- **WHAT THE TASK REQUIRES**
Quote precisely the final stretch of the listing: start at the line containing "Locate the wooden fence rail" and stop after the last line.

- **THE RECORDS**
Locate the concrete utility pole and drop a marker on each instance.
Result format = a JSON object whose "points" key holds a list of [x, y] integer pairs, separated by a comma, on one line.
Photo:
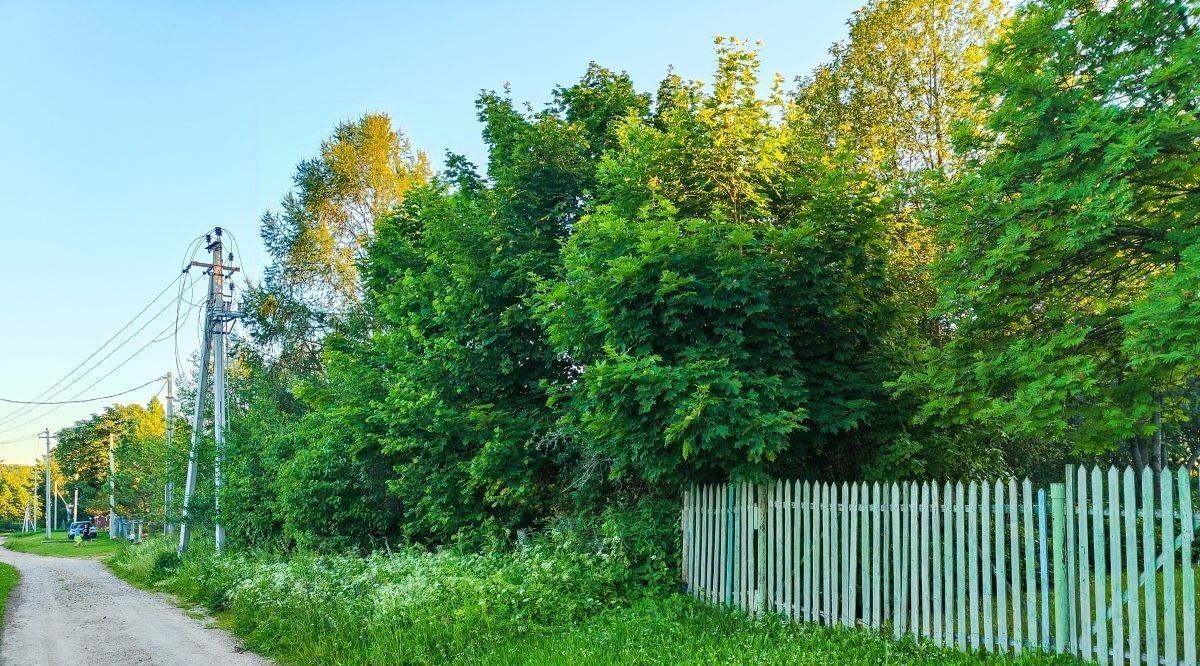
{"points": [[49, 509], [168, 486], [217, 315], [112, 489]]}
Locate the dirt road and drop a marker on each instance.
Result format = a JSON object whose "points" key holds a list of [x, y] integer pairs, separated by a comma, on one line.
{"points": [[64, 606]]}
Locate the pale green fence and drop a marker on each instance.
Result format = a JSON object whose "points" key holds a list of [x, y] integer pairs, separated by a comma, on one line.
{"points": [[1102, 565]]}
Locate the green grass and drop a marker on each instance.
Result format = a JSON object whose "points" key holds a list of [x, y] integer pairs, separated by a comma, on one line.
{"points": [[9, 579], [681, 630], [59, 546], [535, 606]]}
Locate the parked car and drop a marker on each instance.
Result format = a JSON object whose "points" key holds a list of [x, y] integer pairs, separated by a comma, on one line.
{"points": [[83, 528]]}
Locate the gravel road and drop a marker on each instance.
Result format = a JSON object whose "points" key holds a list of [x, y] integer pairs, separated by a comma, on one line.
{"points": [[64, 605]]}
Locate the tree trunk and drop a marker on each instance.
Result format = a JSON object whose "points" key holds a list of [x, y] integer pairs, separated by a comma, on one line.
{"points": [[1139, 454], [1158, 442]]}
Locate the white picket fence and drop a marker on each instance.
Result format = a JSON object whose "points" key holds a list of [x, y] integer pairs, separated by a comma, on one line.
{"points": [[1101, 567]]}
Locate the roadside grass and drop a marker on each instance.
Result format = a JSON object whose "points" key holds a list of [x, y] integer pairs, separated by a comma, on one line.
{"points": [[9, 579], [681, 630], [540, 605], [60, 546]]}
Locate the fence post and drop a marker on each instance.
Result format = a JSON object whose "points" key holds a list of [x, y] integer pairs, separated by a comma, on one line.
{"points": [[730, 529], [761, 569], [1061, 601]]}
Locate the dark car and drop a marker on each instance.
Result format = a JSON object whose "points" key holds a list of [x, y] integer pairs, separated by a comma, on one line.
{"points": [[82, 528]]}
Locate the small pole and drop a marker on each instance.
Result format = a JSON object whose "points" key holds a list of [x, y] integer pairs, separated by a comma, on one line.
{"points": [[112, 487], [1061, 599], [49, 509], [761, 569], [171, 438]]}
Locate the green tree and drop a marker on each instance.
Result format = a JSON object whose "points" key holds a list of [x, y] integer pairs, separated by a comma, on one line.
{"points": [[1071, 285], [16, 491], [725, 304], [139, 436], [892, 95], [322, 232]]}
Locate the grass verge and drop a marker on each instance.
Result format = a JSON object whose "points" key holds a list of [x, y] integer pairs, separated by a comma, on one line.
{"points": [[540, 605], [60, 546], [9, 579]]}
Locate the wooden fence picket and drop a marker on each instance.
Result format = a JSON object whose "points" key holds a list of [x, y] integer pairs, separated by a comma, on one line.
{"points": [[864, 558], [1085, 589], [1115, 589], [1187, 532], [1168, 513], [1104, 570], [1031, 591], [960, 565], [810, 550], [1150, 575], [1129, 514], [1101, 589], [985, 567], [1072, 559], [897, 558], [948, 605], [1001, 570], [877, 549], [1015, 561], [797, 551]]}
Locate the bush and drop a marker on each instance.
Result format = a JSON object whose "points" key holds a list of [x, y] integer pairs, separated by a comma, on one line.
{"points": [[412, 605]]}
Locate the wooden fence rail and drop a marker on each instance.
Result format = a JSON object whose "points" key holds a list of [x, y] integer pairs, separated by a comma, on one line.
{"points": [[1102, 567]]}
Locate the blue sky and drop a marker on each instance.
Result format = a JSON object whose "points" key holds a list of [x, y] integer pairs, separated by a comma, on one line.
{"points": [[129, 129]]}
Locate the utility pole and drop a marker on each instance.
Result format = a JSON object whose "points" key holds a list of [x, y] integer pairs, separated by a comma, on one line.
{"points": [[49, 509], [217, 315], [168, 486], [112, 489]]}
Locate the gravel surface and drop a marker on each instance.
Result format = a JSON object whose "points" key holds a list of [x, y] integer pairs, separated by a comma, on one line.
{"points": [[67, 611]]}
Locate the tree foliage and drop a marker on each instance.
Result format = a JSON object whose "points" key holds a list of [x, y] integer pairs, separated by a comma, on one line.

- **REPLY**
Locate the wooden fence rail and drop a marker on each instance.
Result format = a JSON object whose "points" key holds a list of [x, y] integer pairs, separated by a comma, on one line.
{"points": [[1102, 567]]}
Locate the blue sky and drop a marker on each instance.
Result format = a JSON object whose "points" key holds a list of [x, y] integer pairs, separated by a comma, on one line.
{"points": [[129, 129]]}
Locate the utility pole and drop a marker on each instance.
Result format = a JSON object whose "points" key holds a list of [x, y] integer pairs, separated by a comma, on one line.
{"points": [[49, 509], [217, 315], [168, 486], [112, 489]]}
Locate the gravel surface and drop a marker on each instance.
Result format = a JSON object whose "points" key holds a list of [x, y] integer pairs, separated by a comma, on one line.
{"points": [[67, 611]]}
Locate the tree foliage and drop a marker on each instance.
Result format = a JSON object whose "points" key holds a list of [x, y] integer pairs, separated by a comma, on one line.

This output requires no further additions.